====== DATA SHOWN ======

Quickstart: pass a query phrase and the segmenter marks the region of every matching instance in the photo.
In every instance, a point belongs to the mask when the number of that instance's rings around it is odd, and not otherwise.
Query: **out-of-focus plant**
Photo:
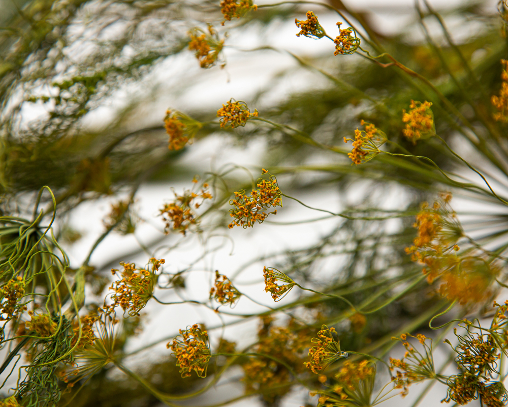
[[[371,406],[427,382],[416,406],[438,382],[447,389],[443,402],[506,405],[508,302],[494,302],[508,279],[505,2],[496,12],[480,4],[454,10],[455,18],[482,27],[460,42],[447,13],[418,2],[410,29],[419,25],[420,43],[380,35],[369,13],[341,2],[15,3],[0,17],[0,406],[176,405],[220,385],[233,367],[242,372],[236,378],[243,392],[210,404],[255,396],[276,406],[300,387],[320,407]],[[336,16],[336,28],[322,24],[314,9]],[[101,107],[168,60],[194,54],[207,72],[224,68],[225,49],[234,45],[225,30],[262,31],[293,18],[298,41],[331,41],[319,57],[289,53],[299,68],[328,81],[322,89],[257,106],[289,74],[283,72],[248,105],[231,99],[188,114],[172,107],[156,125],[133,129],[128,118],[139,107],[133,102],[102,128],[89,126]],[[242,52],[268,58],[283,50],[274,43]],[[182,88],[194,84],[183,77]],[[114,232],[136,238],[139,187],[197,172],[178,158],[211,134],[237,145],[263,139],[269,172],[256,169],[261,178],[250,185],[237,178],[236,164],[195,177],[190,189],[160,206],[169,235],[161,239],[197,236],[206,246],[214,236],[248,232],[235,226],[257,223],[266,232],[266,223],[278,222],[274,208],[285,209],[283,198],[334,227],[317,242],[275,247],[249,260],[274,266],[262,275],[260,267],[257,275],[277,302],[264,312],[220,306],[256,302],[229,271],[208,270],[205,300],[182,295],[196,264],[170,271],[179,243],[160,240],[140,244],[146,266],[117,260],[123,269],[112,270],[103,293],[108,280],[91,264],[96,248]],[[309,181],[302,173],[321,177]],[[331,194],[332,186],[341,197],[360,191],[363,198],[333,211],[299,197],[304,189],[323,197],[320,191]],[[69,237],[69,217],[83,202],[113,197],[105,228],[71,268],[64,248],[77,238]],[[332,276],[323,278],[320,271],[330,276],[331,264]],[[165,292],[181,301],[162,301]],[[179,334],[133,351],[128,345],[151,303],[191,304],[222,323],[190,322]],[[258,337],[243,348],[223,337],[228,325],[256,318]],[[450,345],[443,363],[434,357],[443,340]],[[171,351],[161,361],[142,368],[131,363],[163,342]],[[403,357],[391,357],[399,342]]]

======
====== DATA SHOWN ======

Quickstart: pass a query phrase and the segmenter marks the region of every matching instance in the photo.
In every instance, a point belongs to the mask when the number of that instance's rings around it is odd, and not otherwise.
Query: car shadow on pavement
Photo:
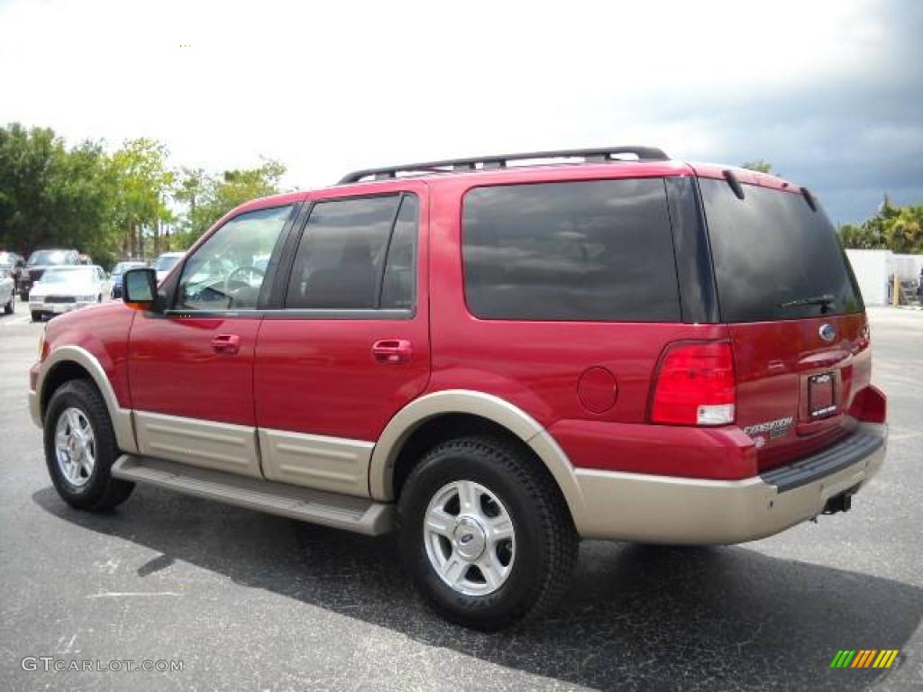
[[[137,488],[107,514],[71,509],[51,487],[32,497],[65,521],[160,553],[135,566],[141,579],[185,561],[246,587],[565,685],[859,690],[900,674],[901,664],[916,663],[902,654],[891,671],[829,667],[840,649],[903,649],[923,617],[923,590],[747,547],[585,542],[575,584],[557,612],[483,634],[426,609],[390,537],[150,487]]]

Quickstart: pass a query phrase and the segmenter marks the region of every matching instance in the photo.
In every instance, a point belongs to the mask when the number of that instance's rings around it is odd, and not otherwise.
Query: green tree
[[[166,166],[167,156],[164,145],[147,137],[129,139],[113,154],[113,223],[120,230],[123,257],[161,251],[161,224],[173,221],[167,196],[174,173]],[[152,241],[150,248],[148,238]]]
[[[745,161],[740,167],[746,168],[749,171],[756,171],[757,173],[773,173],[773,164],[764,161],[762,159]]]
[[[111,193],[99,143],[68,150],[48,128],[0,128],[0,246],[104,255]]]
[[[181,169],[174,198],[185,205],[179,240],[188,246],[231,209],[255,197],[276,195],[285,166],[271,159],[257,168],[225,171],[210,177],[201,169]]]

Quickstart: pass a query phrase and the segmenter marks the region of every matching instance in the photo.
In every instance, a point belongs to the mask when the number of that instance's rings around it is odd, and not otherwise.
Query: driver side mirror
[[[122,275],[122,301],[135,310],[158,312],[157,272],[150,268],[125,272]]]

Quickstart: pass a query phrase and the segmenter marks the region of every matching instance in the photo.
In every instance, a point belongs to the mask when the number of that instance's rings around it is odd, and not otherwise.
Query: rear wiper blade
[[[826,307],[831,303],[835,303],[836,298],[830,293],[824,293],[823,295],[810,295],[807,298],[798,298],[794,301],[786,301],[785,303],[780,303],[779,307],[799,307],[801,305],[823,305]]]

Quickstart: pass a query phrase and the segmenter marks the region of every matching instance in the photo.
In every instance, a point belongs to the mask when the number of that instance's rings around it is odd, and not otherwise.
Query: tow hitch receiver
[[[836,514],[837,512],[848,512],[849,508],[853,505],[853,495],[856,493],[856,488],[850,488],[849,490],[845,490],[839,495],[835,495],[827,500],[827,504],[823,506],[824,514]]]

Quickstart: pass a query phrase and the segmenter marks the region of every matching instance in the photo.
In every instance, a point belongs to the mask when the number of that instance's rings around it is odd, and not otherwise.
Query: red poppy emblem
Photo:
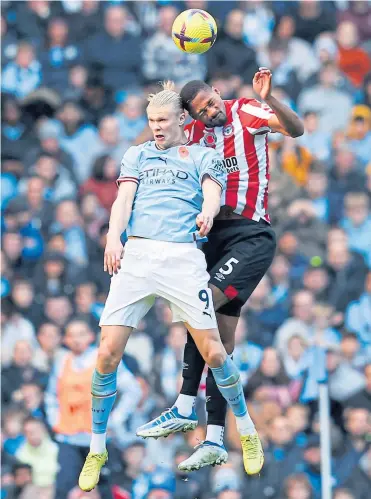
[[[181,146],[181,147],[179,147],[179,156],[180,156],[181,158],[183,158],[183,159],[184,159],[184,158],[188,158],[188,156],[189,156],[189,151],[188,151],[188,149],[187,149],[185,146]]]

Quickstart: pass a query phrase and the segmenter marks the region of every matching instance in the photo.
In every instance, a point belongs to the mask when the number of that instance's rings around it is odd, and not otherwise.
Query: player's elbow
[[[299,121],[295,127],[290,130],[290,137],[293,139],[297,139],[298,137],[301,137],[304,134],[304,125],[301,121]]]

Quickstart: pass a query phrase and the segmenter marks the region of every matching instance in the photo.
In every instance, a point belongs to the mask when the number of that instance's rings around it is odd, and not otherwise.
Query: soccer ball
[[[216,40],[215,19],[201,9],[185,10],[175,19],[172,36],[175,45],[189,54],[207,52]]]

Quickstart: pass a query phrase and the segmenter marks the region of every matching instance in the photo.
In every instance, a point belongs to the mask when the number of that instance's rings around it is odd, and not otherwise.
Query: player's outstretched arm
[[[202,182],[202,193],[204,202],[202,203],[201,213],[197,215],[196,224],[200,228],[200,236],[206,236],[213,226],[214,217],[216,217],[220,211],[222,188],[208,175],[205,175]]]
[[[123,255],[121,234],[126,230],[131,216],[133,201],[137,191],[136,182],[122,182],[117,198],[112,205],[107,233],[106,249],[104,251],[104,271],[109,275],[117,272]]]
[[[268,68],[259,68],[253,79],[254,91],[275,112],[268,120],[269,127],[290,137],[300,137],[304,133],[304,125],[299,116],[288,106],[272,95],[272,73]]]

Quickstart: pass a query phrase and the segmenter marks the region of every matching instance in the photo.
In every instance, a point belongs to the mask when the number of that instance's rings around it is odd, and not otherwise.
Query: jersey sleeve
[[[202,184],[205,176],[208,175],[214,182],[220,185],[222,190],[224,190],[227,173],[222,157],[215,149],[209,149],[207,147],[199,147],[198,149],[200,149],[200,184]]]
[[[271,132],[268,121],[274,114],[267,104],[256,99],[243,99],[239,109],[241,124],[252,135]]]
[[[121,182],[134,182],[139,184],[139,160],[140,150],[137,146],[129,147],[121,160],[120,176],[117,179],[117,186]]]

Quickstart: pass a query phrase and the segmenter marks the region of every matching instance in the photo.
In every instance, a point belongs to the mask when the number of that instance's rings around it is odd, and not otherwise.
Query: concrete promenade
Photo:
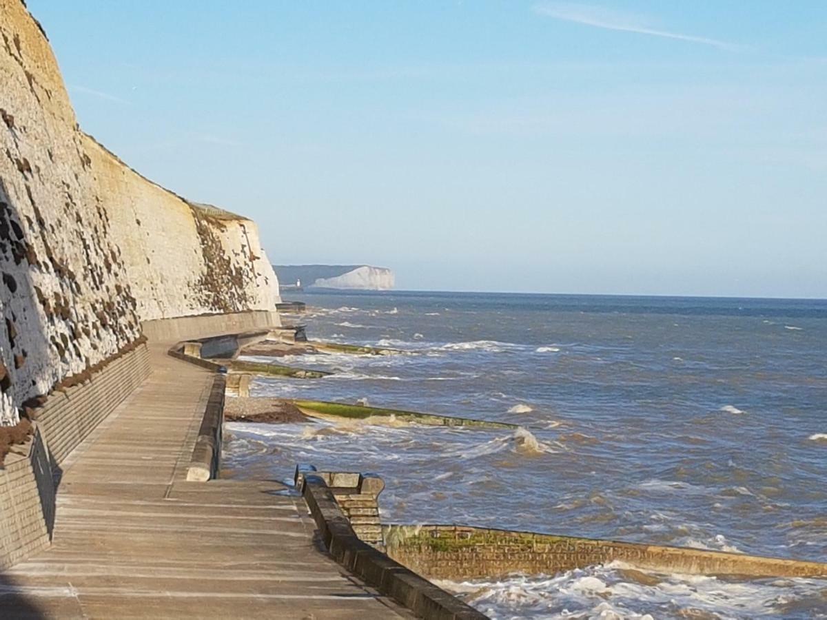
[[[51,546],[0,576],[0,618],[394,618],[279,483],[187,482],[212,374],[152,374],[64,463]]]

======

• _GOAL_
Count how many lines of the material above contain the string "player", treating uppercase and lowercase as different, and reply with that number alone.

• _ANSWER TO THE PROBLEM_
2